**Exercise**. Return the data below, unchanged.
__________________________________________________
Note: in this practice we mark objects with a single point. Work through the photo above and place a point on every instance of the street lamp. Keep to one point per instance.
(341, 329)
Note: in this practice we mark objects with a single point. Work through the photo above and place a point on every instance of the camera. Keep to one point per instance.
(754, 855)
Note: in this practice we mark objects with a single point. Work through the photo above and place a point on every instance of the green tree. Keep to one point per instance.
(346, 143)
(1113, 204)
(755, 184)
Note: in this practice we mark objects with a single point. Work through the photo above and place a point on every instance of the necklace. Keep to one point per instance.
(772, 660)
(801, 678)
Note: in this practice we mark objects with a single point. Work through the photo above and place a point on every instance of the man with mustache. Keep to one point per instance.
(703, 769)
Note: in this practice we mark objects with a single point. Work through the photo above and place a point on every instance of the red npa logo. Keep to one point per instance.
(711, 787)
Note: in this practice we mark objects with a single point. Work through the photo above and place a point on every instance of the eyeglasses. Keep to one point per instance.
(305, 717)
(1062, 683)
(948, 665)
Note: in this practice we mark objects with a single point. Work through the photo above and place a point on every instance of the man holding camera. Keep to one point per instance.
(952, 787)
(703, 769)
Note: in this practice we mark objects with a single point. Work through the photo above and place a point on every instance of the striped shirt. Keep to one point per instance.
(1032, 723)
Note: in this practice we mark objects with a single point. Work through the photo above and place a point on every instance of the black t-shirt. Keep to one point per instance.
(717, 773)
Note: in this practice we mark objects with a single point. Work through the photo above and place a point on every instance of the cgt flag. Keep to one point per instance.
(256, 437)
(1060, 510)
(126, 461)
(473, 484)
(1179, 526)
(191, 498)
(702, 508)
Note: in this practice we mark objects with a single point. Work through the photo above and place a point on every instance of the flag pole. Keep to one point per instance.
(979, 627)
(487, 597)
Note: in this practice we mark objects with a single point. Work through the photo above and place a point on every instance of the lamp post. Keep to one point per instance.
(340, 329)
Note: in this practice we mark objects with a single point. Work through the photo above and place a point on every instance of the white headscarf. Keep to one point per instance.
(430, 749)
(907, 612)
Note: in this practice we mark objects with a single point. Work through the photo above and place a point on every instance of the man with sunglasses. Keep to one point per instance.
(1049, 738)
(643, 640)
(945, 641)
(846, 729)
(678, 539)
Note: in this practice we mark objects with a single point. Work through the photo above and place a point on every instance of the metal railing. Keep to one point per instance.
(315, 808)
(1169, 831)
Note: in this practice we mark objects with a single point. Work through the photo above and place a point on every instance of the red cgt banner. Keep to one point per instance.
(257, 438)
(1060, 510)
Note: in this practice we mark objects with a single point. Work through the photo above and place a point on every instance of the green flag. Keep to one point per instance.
__________________________________________________
**Exercise output**.
Note: in this practice we mark objects with a single point. Work through the photo above and place a point on every instance of the street lamp. Keep to one point per instance.
(341, 329)
Note: in this practice we mark objects with a single point. Work through the photo above and place a point on every instance of the camera. Keep to one point per instance.
(754, 855)
Note: in this practice we mark objects with a single point. Work through the photo above and place a point on every instance of the green tree. Keep to one point per instance.
(346, 143)
(1113, 204)
(755, 184)
Note: in this practice we mark objects with a single point. Work through the photo above and place a point on every instance of the necklace. Keep to one point per instance.
(772, 660)
(801, 678)
Note: in this practice we mark objects with a single point. Work through the photo above and place a point on every instance of the man with mustache. Keep to one point per instance.
(703, 769)
Note: in this practice we mark objects with a single point. Work through the photo above and place a point on every instance of the red npa logo. Keep to one point per instance.
(711, 787)
Note: in this practice we mark objects with a single point. Work through the photo above and place a point on every instance of the eyeglasses. Keep to one point per instance.
(305, 717)
(1062, 683)
(948, 665)
Note: in this practice we mark objects with a single point. Work through the photo above and place a point on every instance of the man holding camera. Keep to one point per instance.
(952, 787)
(703, 769)
Note: in this practice we mark objects with a single point. Work through the photo above and place a point on every instance of the striped shirt. Keep to one point per instance.
(1032, 723)
Note: in this practice we mark objects with a single point. Work through the photo above and place a point on every instance of the black t-shirt. Keep to one point per instance.
(717, 773)
Note: in this practice we mark objects with a single point. Work through the photo above and place a point on every instance of the cgt flag. Keep to one point per instance.
(256, 437)
(1060, 510)
(126, 461)
(473, 484)
(1179, 526)
(191, 498)
(702, 508)
Note: in this practice we mark objects with a single point. Work through the photo above and place a point on every instance of the flag pole. Keep to one point per instance.
(979, 627)
(487, 597)
Note: in this practice we mark objects with a single point. Work through the photo above and place a point on every instance of the lamp post. Keep to one point per instance.
(340, 329)
Note: in this practice we mark objects with a single point. Work through the photo above and place a point on every instance of the white headscarf. Keep to one point per instance.
(430, 749)
(907, 612)
Note: in this practice we mark objects with a single point. Work through the photo above and place a point on every instance of the man with sunglasses. Keep to one point per instance.
(1049, 738)
(643, 640)
(945, 641)
(846, 729)
(678, 539)
Note: in this practice we mark objects with a single point. Work through the photo above and place a point on every instance of the metal railing. Keep to one point per instance.
(315, 808)
(1169, 831)
Note: in this practice we mark objects with a single point. Work through the photo above and place a point on every instance of the red cgt banner. Keep to one point per instance.
(257, 438)
(1060, 510)
Note: in this practice we mark objects with a single point. Work through the photo above and place a point on every instance of the green flag. Keep to one point per instance.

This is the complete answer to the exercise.